EXCERPTED RECORDS:

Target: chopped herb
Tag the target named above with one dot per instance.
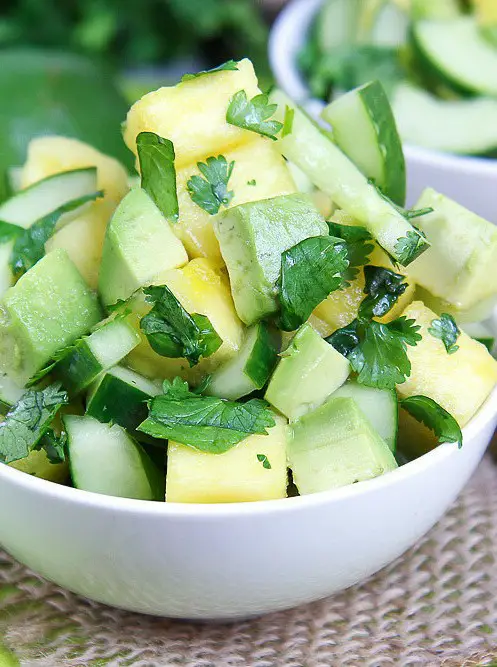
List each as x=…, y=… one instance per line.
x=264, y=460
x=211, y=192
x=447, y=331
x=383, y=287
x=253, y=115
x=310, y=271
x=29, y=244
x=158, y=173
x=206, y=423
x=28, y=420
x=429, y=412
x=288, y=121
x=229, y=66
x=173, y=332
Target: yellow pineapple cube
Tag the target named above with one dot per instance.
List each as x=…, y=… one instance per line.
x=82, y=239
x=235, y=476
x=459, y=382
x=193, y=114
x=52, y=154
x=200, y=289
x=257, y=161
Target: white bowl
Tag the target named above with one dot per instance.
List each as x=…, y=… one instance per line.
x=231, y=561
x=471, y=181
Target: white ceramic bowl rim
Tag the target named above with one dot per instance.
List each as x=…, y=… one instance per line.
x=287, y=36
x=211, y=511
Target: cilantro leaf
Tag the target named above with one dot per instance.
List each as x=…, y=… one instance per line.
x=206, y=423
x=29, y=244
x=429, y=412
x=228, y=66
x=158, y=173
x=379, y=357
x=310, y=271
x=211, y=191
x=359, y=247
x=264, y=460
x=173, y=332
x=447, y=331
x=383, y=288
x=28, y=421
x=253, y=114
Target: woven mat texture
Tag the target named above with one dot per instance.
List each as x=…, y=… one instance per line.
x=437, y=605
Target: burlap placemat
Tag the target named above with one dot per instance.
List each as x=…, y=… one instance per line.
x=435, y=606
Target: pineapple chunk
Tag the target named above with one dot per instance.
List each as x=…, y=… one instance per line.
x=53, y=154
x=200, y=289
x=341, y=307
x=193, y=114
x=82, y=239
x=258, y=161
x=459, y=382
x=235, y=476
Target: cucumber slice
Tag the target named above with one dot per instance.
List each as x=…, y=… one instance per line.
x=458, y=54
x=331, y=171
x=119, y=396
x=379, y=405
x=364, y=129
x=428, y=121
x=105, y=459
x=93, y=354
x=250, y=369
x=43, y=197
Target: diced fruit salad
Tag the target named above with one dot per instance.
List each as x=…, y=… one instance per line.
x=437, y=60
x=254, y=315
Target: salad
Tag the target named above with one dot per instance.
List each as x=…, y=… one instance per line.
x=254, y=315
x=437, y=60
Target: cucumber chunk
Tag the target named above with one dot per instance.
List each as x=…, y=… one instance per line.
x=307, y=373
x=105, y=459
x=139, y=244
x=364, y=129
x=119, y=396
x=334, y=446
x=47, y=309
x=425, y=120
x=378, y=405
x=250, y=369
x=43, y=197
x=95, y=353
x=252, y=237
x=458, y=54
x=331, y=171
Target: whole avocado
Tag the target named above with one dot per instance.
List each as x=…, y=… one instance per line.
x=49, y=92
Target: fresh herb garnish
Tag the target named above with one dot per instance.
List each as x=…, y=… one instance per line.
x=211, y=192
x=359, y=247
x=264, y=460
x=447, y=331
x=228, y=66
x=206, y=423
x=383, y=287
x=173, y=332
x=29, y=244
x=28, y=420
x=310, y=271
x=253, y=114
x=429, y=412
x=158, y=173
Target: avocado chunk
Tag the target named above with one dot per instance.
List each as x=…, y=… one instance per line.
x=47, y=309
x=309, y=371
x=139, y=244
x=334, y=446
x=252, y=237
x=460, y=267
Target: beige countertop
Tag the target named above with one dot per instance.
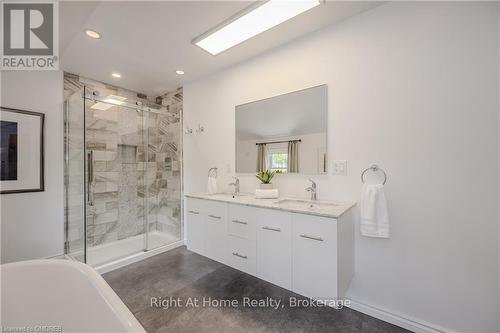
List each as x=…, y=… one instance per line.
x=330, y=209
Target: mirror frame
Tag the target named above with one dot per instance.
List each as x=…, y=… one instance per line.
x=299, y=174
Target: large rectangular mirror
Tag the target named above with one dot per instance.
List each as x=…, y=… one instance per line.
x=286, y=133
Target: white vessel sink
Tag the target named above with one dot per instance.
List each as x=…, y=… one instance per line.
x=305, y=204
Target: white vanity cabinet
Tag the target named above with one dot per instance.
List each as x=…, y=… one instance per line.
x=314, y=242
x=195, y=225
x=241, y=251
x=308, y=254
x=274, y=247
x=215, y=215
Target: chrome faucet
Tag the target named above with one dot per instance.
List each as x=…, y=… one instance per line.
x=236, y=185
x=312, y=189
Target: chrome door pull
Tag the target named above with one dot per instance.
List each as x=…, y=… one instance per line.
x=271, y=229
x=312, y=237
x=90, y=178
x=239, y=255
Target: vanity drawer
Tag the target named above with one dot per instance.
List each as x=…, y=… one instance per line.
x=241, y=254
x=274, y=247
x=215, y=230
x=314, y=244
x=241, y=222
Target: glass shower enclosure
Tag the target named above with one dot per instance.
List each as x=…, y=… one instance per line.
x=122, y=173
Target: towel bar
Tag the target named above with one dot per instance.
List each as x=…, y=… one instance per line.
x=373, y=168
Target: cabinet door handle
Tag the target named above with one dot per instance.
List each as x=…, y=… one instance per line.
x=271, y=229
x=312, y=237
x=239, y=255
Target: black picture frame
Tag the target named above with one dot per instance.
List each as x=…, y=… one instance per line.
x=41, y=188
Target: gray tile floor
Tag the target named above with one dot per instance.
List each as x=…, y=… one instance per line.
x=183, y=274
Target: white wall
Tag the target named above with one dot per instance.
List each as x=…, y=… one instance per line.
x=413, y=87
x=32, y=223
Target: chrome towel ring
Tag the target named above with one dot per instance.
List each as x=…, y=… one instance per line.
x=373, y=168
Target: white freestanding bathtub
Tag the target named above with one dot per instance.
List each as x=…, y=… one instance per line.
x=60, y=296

WHAT IS EXPECTED: Rewrite every row above with "dot" changed to "point" and everything else left as it is. Leave the pictures out.

RESULT FOR THIS TASK:
Target: chopped herb
Tag the target named above with one point per instance.
List each as x=…, y=… one instance per line.
x=264, y=460
x=211, y=192
x=447, y=331
x=383, y=287
x=253, y=115
x=310, y=271
x=29, y=244
x=158, y=173
x=206, y=423
x=28, y=420
x=429, y=412
x=288, y=121
x=229, y=66
x=173, y=332
Target: yellow pineapple cube
Tag the target named above with one point per instance.
List each as x=…, y=… one instance per line.
x=82, y=239
x=235, y=476
x=459, y=382
x=193, y=114
x=52, y=154
x=200, y=289
x=257, y=161
Target: white bowl
Tag the target named above with one point per instance.
List each as x=…, y=… one instance per line.
x=231, y=561
x=471, y=181
Target: white ceramic bowl rim
Tag the target named above with one point per instance.
List each as x=…, y=… one instance per line.
x=287, y=36
x=211, y=511
Target: cilantro leaf
Tag the target named above with one point per instance.
List each as x=…, y=… one instance per line.
x=206, y=423
x=29, y=244
x=429, y=412
x=228, y=66
x=158, y=173
x=379, y=357
x=310, y=271
x=211, y=191
x=359, y=247
x=264, y=460
x=173, y=332
x=447, y=331
x=383, y=288
x=28, y=421
x=253, y=114
Target: woven mat texture
Tag the target named above with one point per instance.
List each as x=…, y=… one instance per line.
x=437, y=605
Target: burlap placemat
Tag the target named above with one point per instance.
List each as x=…, y=… one instance per line.
x=435, y=606
Target: pineapple chunk
Tag the target named above with one point per instance.
List each as x=…, y=… one instance per line.
x=53, y=154
x=200, y=289
x=341, y=307
x=193, y=114
x=82, y=239
x=258, y=161
x=459, y=382
x=235, y=476
Target: cucumber slice
Tag the target named above with one point per instance.
List each as x=…, y=… one instance per line.
x=458, y=54
x=331, y=171
x=119, y=396
x=379, y=405
x=364, y=129
x=428, y=121
x=105, y=459
x=93, y=354
x=250, y=369
x=43, y=197
Target: diced fruit salad
Tag the target named above with one point per instance.
List each as x=…, y=… one instance per line.
x=437, y=60
x=254, y=315
Target: salad
Tag the target named above with one point per instance.
List each as x=…, y=… one instance per line.
x=254, y=315
x=437, y=60
Target: cucumber chunk
Tag the target named above with one point per instance.
List each as x=…, y=… one instance per line.
x=307, y=373
x=105, y=459
x=139, y=244
x=364, y=129
x=119, y=396
x=334, y=446
x=47, y=309
x=425, y=120
x=378, y=405
x=250, y=369
x=43, y=197
x=95, y=353
x=252, y=237
x=458, y=54
x=331, y=171
Target: whole avocado
Tag the target named above with one point per instance.
List each as x=…, y=… one instance per line.
x=49, y=92
Target: fresh herb garnish
Tag the target named above with one point per instance.
List each as x=…, y=… one instance per line.
x=211, y=192
x=359, y=247
x=264, y=460
x=447, y=331
x=228, y=66
x=206, y=423
x=383, y=287
x=173, y=332
x=29, y=244
x=28, y=420
x=310, y=271
x=253, y=114
x=429, y=412
x=158, y=173
Target: avocado chunk
Tag the target named above with one point per instance.
List each as x=…, y=… one instance per line.
x=47, y=309
x=309, y=371
x=139, y=244
x=334, y=446
x=252, y=237
x=460, y=267
Target: beige countertop
Tag the target named above with one point per instance.
List each as x=…, y=… one instance per line.
x=330, y=209
Target: mirror frame
Tag the target named above with one point per instance.
List each as x=…, y=… one instance per line.
x=299, y=174
Target: large rectangular mirror
Tag the target named above with one point per instance.
List each as x=…, y=… one instance per line.
x=286, y=133
Target: white vessel sink
Tag the target named above with one point per instance.
List each as x=…, y=… one instance per line.
x=305, y=204
Target: white vanity cabinet
Tag the target named above with one point per instance.
List each as x=…, y=… one instance per line.
x=314, y=242
x=195, y=225
x=241, y=251
x=308, y=254
x=274, y=247
x=215, y=215
Target: chrome faucet
Tag the target named above with one point per instance.
List each as x=…, y=… one instance per line.
x=236, y=185
x=312, y=189
Target: chrome door pull
Tag the target named above with one point per instance.
List each as x=…, y=… one instance per line.
x=271, y=229
x=312, y=237
x=90, y=178
x=239, y=255
Target: vanity drawer
Tag the target named above with one point per instance.
List each as x=…, y=… one instance per line.
x=241, y=254
x=274, y=247
x=215, y=230
x=314, y=244
x=241, y=222
Target: glass shower enclosure
Tag the target named above with one point per instance.
List each as x=…, y=… one instance per line.
x=122, y=173
Target: towel bar
Tag the target named above with one point per instance.
List each as x=…, y=… one instance per line.
x=373, y=168
Target: cabinet door handle
Tag the target named above with one point per instance.
List each as x=…, y=… one instance per line.
x=271, y=229
x=312, y=237
x=239, y=255
Target: black picture frame
Tag the target named above with one point per instance.
List each as x=…, y=… one instance per line.
x=41, y=188
Target: gray tile floor
Tag the target named above with one point per instance.
List each as x=…, y=… one instance per line.
x=183, y=274
Target: white wall
Tag the target named above with one point per instance.
List each as x=…, y=… one instance per line.
x=413, y=87
x=32, y=223
Target: chrome towel ring
Tag the target named above with one point per instance.
List each as x=…, y=… one instance per line.
x=373, y=168
Target: white freestanding bathtub
Tag the target named above with one point per instance.
List each as x=…, y=… one instance per line.
x=60, y=296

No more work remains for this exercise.